— What to do —
Reproduce the entries below word for word, beginning with the line that contains "bumper and record the coordinates." and ending with the final line of the entries.

— Input rows —
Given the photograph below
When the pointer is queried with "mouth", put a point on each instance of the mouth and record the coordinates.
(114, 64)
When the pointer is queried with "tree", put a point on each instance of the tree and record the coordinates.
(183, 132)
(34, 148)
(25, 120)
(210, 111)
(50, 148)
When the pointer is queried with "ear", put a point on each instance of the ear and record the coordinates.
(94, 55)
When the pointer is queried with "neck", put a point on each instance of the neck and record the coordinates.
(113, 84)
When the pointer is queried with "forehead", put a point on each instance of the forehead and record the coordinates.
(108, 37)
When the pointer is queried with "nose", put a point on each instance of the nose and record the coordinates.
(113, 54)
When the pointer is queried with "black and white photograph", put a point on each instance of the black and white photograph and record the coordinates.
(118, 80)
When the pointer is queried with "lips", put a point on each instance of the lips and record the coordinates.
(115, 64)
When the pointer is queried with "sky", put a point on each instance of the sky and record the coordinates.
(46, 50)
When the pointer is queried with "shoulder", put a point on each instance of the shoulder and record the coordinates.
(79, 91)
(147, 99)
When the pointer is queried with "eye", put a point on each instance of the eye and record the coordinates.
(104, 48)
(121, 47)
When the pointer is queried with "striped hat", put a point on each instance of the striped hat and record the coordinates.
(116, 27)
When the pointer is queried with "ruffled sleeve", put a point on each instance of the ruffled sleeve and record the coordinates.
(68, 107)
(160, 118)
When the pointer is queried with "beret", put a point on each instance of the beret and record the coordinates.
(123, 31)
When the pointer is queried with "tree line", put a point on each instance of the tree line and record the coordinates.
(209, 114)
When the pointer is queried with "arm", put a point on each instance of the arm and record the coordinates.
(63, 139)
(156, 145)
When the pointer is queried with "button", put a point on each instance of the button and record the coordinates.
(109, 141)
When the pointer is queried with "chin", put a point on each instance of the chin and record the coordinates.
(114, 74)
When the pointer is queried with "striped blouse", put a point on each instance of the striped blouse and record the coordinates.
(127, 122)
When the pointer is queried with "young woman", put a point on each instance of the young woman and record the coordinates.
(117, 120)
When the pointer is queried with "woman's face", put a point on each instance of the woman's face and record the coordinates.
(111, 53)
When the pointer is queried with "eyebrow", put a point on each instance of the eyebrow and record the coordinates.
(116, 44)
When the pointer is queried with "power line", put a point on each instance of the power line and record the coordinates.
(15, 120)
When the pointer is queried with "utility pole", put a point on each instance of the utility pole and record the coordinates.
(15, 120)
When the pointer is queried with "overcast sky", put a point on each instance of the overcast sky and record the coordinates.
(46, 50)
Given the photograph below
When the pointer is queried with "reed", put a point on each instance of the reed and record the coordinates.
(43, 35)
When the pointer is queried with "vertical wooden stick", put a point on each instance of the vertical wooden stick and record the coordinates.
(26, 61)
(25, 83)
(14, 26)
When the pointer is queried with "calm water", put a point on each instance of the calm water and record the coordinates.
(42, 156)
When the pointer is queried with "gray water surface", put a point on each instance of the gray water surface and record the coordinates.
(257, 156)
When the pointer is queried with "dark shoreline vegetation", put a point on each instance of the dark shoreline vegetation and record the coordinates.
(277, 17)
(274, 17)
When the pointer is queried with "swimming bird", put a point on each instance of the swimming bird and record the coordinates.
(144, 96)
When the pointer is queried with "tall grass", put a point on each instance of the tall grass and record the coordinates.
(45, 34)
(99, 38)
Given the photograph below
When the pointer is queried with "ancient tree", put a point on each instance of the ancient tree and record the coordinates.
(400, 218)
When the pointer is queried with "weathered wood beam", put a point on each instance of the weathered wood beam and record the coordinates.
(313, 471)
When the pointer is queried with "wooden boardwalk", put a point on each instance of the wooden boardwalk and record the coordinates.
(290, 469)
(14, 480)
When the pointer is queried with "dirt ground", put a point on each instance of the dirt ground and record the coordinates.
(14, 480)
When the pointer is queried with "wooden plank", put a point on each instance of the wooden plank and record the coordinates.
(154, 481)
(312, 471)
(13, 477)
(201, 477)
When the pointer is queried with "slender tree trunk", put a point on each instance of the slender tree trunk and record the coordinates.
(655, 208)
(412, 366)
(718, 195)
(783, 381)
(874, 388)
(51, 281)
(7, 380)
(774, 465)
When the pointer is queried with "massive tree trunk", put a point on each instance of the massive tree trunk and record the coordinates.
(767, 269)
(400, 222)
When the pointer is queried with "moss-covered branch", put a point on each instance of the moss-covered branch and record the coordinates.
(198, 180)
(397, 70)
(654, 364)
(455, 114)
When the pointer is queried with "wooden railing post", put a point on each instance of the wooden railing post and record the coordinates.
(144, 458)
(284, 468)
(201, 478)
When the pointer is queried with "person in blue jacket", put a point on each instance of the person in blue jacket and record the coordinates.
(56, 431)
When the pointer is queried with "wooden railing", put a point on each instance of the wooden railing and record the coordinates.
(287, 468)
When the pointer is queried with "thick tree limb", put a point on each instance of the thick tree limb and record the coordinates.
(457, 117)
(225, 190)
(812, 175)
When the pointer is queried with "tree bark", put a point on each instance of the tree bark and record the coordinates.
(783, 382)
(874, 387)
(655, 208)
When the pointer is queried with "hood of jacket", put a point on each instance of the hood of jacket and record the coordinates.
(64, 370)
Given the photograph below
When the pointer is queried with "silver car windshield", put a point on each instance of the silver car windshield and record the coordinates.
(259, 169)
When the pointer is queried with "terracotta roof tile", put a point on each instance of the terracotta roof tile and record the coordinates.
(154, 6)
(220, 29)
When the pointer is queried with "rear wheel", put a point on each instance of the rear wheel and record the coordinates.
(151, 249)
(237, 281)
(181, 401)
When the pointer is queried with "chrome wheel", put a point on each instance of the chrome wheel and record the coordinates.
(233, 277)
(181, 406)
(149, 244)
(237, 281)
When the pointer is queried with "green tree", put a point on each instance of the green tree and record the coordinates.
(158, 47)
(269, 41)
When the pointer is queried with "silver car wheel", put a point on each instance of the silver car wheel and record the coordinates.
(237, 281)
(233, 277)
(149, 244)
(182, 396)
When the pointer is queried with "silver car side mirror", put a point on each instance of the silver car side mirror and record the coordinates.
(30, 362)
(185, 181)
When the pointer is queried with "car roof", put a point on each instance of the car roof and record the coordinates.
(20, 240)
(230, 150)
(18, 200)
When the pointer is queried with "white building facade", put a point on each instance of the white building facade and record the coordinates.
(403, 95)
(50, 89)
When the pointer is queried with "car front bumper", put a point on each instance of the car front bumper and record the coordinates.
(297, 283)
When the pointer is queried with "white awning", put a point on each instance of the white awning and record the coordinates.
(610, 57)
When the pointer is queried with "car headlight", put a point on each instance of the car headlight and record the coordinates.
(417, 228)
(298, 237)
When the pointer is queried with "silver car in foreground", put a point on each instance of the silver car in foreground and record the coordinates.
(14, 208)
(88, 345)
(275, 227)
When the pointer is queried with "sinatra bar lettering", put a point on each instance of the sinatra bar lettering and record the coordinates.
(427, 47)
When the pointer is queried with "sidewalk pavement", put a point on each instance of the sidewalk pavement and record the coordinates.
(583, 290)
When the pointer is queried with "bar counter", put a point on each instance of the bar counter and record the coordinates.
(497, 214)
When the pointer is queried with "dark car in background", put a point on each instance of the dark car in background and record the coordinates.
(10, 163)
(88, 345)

— Solution for this problem —
When the pointer is queried with "car front bumper", put a point on each instance of the car front bumper and record the coordinates.
(297, 283)
When the pointer is queried with "white awning", put a point on each instance of the white awning and record the coordinates.
(610, 57)
When the pointer is queried with "car headlight", put a point on each instance of the car headlight and record the coordinates.
(417, 228)
(298, 237)
When the pointer is queried with "silver car in foreground", put a point on each instance of the silver car in foreground and record the coordinates.
(14, 208)
(88, 345)
(275, 227)
When the pointer is queried with "sinatra bar lettering", put a point on each instance of the sinatra bar lettering and record the coordinates.
(427, 47)
When the pointer is queried with "sidewalk pavement", put a point on each instance of the sidewalk pavement and record the coordinates.
(583, 290)
When the pointer is queried with "bar counter", put a point on each instance of the bar counter and record the coordinates.
(497, 214)
When the pointer is queried with "dark car in background", put a point on each instance of the dark car in background and record the coordinates.
(10, 163)
(88, 345)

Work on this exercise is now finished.